→ GIVEN REQUEST 1
Answer these questions from the interview excerpt, with each answer on its own line under the same letter:
(a) What name was Kary told to say if the person was out for more than five minutes?
(b) According to what Melinda told Kary, who set Shanda on fire?
(c) What relationship did Carrie East once have with Melinda?
→ GIVEN REQUEST 2
Decide whether each statement agrees with the interview excerpt. Answer yes or no under the matching letter and quote the words that settle it.
(a) Melinda phoned Kary from jail.
(b) Henry thought Larry Leatherbury seemed reluctant to give his alibi.
(c) Carrie East said Melinda was not jealous of Shanda.
→ GIVEN REQUEST 3
Extend the interview excerpt about the Shanda murder, beginning right after its final sentence.
━━━━━ TEXT PASSAGE
Kary lowered her voice to a soft growl. “She’d sound like this. She would tilt her head to the side and go out of it. She always told me that if she was out for more than five minutes I should hold her arm and say the name ‘Lucinda’ and it would bring her back out of that dimension.”

“What do you think happened on the night of the murder?” Henry asked.

“I think Melinda got mad at Shanda because Shanda had been flirting with Amanda. I think Melinda told Laurie she wanted to kill her and Laurie told Melinda, ‘Let’s do it.’ Melinda probably didn’t take her seriously because Melinda is not that kind of coldhearted person. I think that Laurie did most of it because Laurie would do anything for a friend to keep a friend. I think Melinda wanted to beat the hell out of her, but that was it. I think Laurie did the rest because she was always wanting to cut somebody. She was always wanting to burn somebody. When she got really mad she’d hold it in and then she’d feel crazy. She’d scream or something and would just go into another world.”

“Have you heard who set Shanda on fire?” Henry asked.

“Laurie and Hope.”

“Who told you that?”

“Melinda called me one night from jail and told me that it was all Laurie and Hope. She said that Laurie and Hope took the body out of the back of the car and Laurie started cutting on her and stuff. Melinda said that she and the other girl were back behind the car burning evidence and Melinda didn’t know what was going on until she saw Laurie drop a match. Laurie told her that it was better that way. She told
Melinda that Shanda needed to die. Melinda told me that all she did was beat her up and that Laurie did the rest and that Hope had helped her. She said Laurie told all three girls that if they told on her she would channel and kill all of them.”

“What about the fourth girl, Toni?”

“Melinda said she was there too. They were all four there when it happened.”

Henry was ready to wrap up the interview, but he still couldn’t get Larry Leatherbury off his mind. “Do you think he was involved in any way with the murder? He seemed eager to give us his alibi.”

“He told me that he had called the police,” Kary said, cracking a smile for the first time. “You’ve got to know Larry. He just thought it would be neat to be interviewed about a murder.”

Henry shrugged. “He seemed to be having a good time.”

*  *  *

Another girl who had hung with the same crowd was Carrie East. Carrie, who’d been Melinda’s lover for a short while, confirmed that Melinda was jealous of Shanda, but mostly she wanted to talk about Laurie, who she believed pushed Melinda into the murder.
━━━━━━━━━━
━━━━━ DATA ENTRIES
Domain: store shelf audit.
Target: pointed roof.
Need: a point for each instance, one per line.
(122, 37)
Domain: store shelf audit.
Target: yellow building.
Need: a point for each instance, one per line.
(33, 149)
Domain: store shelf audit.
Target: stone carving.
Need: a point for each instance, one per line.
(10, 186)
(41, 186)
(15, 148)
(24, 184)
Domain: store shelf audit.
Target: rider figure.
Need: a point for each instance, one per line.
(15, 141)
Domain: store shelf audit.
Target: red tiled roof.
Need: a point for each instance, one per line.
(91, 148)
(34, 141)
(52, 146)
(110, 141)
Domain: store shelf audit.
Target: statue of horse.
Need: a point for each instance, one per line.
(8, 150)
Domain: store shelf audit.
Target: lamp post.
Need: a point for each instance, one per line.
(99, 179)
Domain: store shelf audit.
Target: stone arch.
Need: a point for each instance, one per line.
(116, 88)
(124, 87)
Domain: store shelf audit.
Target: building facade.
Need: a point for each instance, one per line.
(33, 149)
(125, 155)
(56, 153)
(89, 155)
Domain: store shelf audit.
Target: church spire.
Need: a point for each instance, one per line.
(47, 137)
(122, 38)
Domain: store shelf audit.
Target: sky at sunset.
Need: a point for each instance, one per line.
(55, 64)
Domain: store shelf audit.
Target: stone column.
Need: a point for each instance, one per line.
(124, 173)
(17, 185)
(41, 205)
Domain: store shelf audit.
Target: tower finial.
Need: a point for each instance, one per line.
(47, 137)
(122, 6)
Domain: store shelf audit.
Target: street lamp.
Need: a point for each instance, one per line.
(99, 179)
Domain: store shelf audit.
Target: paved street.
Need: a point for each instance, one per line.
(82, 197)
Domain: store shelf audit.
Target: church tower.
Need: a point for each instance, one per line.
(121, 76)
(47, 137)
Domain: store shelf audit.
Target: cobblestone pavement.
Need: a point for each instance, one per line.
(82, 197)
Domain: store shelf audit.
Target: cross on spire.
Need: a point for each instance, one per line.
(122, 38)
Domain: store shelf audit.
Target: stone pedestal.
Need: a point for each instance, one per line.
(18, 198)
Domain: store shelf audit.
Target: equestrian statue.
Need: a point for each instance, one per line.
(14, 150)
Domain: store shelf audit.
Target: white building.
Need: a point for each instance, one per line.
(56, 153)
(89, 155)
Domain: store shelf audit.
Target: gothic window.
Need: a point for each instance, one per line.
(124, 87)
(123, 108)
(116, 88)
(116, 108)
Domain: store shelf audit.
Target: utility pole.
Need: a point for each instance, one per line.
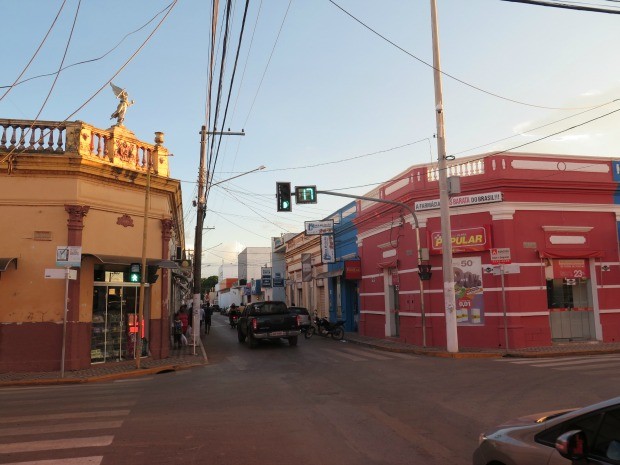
(201, 210)
(446, 229)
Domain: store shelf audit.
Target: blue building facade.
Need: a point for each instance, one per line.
(344, 274)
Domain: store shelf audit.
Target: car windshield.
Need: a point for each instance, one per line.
(269, 308)
(299, 310)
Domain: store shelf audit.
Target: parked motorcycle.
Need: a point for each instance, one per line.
(307, 330)
(325, 328)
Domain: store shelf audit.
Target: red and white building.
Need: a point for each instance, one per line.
(554, 219)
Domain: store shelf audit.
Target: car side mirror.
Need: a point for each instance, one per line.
(572, 445)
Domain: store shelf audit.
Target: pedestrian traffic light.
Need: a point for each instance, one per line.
(135, 275)
(305, 194)
(151, 276)
(283, 194)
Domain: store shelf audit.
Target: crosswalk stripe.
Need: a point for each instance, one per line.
(366, 353)
(95, 460)
(64, 416)
(62, 428)
(86, 402)
(570, 362)
(133, 380)
(403, 355)
(342, 354)
(55, 444)
(526, 361)
(592, 366)
(239, 362)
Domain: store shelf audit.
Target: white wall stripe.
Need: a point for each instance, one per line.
(62, 428)
(65, 416)
(95, 460)
(56, 444)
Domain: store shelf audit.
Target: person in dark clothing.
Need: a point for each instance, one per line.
(232, 313)
(183, 317)
(208, 313)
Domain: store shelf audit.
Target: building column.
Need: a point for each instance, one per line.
(78, 334)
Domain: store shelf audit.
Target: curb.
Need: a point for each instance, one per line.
(429, 353)
(95, 379)
(561, 353)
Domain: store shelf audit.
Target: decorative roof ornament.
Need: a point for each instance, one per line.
(123, 104)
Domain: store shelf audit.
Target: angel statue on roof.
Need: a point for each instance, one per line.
(123, 104)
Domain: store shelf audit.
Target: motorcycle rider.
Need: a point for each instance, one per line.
(233, 314)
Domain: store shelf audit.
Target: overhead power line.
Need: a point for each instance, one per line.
(443, 72)
(565, 6)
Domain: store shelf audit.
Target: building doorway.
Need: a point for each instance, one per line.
(114, 322)
(570, 301)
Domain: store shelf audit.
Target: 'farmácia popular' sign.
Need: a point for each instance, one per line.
(463, 200)
(463, 240)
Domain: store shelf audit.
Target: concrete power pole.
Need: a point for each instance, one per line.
(446, 229)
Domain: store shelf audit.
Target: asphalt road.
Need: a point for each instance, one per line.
(322, 402)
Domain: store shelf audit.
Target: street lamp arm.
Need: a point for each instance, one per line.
(373, 199)
(237, 176)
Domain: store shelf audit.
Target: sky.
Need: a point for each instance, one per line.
(343, 100)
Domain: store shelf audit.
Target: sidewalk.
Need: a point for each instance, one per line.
(184, 358)
(556, 350)
(179, 359)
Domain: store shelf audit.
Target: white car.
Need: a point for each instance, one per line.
(589, 435)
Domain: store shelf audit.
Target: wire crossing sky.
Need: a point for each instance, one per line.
(337, 94)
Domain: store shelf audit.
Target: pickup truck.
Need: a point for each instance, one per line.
(267, 320)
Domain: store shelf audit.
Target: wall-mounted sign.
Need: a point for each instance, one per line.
(68, 256)
(461, 201)
(352, 269)
(328, 252)
(306, 267)
(570, 268)
(500, 256)
(278, 280)
(265, 273)
(314, 228)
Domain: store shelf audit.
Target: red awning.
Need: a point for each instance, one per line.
(570, 253)
(388, 263)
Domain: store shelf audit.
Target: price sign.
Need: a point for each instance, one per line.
(500, 256)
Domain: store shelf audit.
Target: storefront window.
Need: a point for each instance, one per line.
(115, 309)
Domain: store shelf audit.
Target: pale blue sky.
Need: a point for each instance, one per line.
(333, 90)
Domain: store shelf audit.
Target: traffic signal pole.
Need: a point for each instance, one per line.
(452, 344)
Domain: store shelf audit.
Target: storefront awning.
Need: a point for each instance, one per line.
(5, 262)
(122, 260)
(330, 274)
(388, 263)
(570, 253)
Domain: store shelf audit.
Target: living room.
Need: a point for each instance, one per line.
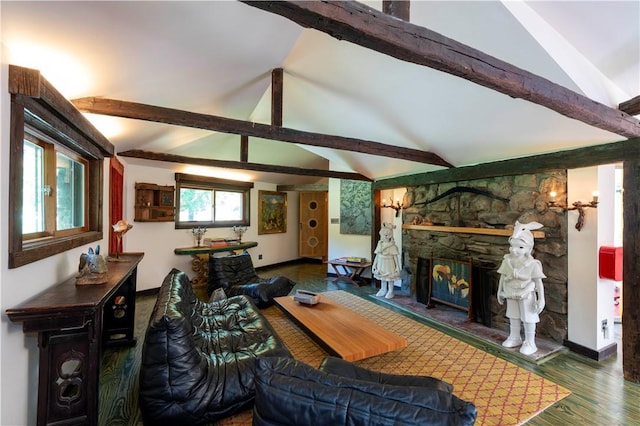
(158, 240)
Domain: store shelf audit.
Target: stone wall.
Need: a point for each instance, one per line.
(526, 201)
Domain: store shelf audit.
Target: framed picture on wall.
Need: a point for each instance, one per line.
(272, 212)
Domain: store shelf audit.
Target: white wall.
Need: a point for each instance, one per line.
(590, 298)
(19, 351)
(158, 239)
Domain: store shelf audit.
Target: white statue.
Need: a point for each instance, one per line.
(386, 263)
(521, 285)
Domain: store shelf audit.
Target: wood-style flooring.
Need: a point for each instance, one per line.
(600, 395)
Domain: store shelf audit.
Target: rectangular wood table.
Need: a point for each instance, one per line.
(348, 271)
(339, 330)
(74, 323)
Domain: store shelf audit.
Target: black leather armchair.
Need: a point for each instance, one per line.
(236, 275)
(199, 358)
(291, 393)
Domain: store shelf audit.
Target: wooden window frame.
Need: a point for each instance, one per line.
(210, 183)
(38, 108)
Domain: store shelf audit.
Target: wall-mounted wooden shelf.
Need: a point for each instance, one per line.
(154, 203)
(468, 230)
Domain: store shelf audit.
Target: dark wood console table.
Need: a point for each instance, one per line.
(73, 324)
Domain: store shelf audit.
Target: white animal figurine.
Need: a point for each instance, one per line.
(521, 286)
(92, 268)
(386, 263)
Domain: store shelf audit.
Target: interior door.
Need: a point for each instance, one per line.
(313, 224)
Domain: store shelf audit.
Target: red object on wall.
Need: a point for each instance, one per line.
(610, 263)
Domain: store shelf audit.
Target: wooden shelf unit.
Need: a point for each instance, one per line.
(154, 203)
(468, 230)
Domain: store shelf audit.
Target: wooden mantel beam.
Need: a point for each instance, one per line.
(367, 27)
(269, 168)
(177, 117)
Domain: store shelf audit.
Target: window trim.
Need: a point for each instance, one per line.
(36, 106)
(205, 182)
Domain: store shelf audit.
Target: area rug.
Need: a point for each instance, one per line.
(503, 393)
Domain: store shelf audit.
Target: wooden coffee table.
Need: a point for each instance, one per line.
(339, 330)
(348, 271)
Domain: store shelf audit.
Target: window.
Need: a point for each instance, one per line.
(55, 172)
(211, 202)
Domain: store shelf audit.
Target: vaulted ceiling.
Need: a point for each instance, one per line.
(217, 58)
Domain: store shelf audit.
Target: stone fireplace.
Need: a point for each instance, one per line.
(474, 223)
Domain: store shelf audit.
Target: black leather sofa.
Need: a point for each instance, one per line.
(289, 392)
(199, 358)
(236, 275)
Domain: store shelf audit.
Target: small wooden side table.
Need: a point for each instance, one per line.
(348, 271)
(200, 261)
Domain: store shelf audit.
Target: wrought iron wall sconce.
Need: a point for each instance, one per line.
(578, 205)
(397, 206)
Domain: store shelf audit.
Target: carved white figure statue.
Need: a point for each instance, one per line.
(386, 263)
(521, 286)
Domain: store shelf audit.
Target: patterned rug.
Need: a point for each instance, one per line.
(503, 393)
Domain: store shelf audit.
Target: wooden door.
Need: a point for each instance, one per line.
(313, 224)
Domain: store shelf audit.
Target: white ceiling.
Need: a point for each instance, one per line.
(216, 57)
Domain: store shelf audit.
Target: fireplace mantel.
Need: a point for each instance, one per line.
(468, 230)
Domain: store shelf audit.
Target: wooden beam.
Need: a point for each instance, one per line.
(30, 83)
(277, 92)
(631, 271)
(244, 148)
(367, 27)
(398, 8)
(269, 168)
(631, 107)
(569, 159)
(228, 125)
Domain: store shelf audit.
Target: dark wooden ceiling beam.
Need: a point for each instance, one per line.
(589, 156)
(631, 107)
(398, 8)
(367, 27)
(177, 117)
(269, 168)
(277, 94)
(244, 148)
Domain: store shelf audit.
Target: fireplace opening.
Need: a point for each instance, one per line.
(484, 284)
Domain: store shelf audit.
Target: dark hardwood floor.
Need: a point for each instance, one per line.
(600, 395)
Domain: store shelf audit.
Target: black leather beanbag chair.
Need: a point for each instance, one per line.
(199, 358)
(291, 393)
(236, 275)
━━━━━━━━━━
→ EXERCISE RESULT 1
(a) Lucinda
(b) Laurie and Hope
(c) She had been Melinda's lover for a short while.

→ EXERCISE RESULT 2
(a) Yes: "Melinda called me one night from jail"
(b) No: "He seemed eager to give us his alibi."
(c) No: "confirmed that Melinda was jealous of Shanda"

→ EXERCISE RESULT 3
Laurie “was just crazy,” Carrie said. “When we went driving with her she’d swerve all around the road. I mean, you can just look at her and see that she’s evil. She was always screaming and stuff. There’s hardly any time she’s calm, and when she is she just sits there and stares.”

In late January, Crystal Wathen admitted that she’d lied to the police when they first questioned her. Upon the advice of her lawyer, she wrote a lengthy letter to the police, recounting the afternoon she’d spent with Melinda and Laurie after the murder. The letter was obviously written to help Melinda’s case. In it, Crystal gave a detailed account of how Laurie stuck the tire iron under Crystal’s nose and demonstrated how she’d beaten Shanda.

Not long after receiving Crystal’s letter, the police got another break in the case. Tony Downs, a New Albany police officer, told Henry that his niece, Kelly Downs, had received a letter written by Melinda’s friend Kristie Brodfuehrer. In it, Kristie described her and Melinda’s
attempt to abduct Amanda Heavrin. Kristie was initially reluctant to talk to police. But she eventually told Henry everything that happened that night, including that she’d had sex with a boy to pay for cocaine.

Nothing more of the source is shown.